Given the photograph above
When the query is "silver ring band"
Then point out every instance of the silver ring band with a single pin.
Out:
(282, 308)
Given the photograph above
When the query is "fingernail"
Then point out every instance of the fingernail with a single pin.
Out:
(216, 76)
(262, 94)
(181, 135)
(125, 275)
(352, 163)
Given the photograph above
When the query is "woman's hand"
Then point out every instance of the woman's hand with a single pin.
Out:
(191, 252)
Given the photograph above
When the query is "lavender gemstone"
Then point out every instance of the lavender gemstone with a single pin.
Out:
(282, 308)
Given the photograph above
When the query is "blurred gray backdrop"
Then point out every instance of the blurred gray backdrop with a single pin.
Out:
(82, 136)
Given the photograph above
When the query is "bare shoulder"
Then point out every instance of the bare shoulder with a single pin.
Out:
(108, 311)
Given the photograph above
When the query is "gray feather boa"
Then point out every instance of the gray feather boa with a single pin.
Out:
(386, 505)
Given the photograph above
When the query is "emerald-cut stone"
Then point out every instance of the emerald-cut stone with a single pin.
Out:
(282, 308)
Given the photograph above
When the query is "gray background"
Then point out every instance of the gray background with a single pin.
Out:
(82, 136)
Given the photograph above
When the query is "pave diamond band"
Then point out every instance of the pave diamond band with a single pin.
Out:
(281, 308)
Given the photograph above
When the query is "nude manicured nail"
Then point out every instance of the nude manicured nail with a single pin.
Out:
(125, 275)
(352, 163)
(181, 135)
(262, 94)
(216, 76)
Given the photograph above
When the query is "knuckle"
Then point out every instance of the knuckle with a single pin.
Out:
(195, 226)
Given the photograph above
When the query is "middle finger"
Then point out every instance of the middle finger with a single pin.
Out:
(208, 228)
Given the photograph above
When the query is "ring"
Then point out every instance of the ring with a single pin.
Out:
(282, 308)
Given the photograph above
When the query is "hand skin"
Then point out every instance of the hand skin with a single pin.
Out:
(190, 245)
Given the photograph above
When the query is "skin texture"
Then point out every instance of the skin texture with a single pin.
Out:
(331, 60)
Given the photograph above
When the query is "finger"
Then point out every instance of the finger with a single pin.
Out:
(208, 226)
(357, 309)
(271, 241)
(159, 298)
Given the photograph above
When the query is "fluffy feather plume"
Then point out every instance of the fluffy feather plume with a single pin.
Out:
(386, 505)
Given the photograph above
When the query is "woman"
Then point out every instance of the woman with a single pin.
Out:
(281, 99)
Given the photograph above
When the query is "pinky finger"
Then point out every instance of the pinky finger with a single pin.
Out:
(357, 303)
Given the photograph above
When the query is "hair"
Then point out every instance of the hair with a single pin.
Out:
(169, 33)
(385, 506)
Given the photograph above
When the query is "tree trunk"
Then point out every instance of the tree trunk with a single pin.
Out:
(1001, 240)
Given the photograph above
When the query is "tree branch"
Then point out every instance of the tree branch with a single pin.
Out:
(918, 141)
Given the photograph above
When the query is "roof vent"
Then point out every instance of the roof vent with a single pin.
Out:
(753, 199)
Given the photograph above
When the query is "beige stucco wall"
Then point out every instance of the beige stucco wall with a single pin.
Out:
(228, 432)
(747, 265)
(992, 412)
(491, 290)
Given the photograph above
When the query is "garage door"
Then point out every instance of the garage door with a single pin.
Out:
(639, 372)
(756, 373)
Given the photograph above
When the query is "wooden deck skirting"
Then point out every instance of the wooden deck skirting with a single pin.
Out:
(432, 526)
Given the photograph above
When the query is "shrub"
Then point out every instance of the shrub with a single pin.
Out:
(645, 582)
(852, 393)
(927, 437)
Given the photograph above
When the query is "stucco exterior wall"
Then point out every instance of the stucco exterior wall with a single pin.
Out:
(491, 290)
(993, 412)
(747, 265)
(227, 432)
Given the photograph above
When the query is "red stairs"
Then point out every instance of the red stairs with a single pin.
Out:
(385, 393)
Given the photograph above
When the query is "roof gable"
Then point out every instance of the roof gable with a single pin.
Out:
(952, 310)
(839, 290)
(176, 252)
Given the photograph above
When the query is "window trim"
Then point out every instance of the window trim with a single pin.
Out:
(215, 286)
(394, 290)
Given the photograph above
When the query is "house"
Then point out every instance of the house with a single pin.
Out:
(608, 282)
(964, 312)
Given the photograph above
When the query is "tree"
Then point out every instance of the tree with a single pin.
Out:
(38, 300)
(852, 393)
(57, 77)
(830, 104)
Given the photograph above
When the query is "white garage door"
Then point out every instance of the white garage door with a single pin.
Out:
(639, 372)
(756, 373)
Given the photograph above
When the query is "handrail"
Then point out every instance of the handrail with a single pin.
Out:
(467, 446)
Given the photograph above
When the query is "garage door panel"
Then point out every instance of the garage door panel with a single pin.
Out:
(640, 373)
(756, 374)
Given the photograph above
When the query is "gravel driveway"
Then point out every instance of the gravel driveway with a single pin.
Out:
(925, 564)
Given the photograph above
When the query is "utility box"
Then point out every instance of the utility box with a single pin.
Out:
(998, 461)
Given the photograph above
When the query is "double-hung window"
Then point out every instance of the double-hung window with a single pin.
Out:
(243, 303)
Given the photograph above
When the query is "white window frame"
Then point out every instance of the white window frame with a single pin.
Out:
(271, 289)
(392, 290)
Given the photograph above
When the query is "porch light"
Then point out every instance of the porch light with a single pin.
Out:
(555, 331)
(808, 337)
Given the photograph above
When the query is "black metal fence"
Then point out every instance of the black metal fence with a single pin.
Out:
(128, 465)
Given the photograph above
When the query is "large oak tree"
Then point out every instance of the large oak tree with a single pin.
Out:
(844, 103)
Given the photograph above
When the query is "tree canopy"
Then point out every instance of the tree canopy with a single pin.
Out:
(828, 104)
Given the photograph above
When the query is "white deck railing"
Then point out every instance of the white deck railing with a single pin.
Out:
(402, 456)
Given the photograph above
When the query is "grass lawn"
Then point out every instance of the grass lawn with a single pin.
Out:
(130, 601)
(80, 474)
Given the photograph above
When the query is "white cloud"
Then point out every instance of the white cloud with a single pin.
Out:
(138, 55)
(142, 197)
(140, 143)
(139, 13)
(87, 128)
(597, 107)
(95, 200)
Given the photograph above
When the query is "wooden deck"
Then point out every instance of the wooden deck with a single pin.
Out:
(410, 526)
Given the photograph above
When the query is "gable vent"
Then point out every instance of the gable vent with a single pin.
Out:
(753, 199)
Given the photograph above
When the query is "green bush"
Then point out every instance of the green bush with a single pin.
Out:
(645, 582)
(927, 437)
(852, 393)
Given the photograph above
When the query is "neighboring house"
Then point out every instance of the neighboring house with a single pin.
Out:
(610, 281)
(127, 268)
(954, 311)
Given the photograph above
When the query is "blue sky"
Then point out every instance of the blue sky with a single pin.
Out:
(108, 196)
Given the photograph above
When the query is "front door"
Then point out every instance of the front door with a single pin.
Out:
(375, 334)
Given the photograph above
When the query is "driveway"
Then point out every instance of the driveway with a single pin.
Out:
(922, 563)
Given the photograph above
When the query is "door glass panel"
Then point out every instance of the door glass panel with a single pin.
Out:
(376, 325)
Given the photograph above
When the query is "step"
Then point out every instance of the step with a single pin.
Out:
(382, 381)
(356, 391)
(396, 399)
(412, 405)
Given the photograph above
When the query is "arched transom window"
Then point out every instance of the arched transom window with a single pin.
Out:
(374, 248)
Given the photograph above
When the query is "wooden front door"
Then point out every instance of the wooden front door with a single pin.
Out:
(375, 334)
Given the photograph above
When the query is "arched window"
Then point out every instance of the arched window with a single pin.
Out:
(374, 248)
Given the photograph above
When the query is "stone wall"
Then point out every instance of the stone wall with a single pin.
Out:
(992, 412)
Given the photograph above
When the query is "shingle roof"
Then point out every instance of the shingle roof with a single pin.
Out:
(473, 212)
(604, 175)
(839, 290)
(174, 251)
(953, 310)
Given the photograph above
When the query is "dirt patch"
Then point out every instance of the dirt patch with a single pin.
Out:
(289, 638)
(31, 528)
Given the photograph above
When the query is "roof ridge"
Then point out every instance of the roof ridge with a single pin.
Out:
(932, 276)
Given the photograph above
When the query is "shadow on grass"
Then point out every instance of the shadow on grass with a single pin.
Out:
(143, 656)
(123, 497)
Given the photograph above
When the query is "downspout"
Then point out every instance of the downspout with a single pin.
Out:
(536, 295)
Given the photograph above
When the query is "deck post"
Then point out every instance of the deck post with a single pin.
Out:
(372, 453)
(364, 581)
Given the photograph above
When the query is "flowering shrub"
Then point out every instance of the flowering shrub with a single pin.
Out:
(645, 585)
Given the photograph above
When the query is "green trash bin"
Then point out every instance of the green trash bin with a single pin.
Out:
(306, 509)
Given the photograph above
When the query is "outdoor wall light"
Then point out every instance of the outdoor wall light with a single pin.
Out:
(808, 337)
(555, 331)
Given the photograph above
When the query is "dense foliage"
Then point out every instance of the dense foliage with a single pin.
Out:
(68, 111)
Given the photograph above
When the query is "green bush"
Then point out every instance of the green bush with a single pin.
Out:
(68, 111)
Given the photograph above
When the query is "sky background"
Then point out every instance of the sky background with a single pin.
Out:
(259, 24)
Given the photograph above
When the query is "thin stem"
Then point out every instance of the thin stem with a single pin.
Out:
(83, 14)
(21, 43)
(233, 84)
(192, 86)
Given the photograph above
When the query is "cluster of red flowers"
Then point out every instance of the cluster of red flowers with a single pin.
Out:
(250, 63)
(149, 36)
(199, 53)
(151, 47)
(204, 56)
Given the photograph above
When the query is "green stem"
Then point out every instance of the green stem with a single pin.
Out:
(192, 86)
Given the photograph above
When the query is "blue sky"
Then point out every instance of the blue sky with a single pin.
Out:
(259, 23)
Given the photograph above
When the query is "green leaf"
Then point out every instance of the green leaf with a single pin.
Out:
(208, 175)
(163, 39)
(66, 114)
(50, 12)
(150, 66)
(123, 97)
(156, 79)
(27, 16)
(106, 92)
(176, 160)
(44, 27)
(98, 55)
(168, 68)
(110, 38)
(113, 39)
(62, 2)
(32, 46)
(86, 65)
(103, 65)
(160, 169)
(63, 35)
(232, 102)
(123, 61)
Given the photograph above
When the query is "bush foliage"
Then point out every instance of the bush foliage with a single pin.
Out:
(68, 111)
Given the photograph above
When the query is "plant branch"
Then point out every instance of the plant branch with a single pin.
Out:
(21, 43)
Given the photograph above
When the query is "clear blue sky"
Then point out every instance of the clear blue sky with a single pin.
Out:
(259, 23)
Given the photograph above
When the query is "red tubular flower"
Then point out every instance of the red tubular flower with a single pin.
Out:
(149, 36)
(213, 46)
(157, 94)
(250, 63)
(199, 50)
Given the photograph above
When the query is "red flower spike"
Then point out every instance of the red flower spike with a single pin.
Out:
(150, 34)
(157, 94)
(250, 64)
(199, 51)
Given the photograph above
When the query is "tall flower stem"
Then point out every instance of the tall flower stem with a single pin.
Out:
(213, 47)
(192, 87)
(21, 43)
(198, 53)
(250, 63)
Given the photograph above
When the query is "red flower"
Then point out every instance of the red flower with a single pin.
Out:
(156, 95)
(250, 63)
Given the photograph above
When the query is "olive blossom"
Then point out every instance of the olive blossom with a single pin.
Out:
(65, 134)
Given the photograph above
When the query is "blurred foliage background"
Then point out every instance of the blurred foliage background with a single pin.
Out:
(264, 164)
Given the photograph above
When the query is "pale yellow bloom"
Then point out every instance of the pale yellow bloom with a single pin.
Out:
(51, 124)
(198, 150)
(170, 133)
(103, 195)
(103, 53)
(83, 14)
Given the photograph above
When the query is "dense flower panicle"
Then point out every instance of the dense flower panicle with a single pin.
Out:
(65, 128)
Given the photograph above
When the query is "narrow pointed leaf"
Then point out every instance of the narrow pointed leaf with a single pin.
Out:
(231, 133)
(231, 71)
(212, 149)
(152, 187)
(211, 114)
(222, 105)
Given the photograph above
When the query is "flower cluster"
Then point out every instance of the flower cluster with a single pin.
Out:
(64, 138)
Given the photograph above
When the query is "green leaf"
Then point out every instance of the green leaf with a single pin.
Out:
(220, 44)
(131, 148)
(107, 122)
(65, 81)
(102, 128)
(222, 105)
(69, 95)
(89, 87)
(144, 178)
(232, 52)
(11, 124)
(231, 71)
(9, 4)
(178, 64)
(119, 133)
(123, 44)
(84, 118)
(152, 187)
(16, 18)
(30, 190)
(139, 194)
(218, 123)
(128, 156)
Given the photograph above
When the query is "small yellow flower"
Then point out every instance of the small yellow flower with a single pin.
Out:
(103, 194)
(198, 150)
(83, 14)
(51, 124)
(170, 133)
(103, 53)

══════

WHAT IS NEEDED
Only the number is wanted: count the lines of the records that hold the word "silver".

ANSWER TO THE EXERCISE
2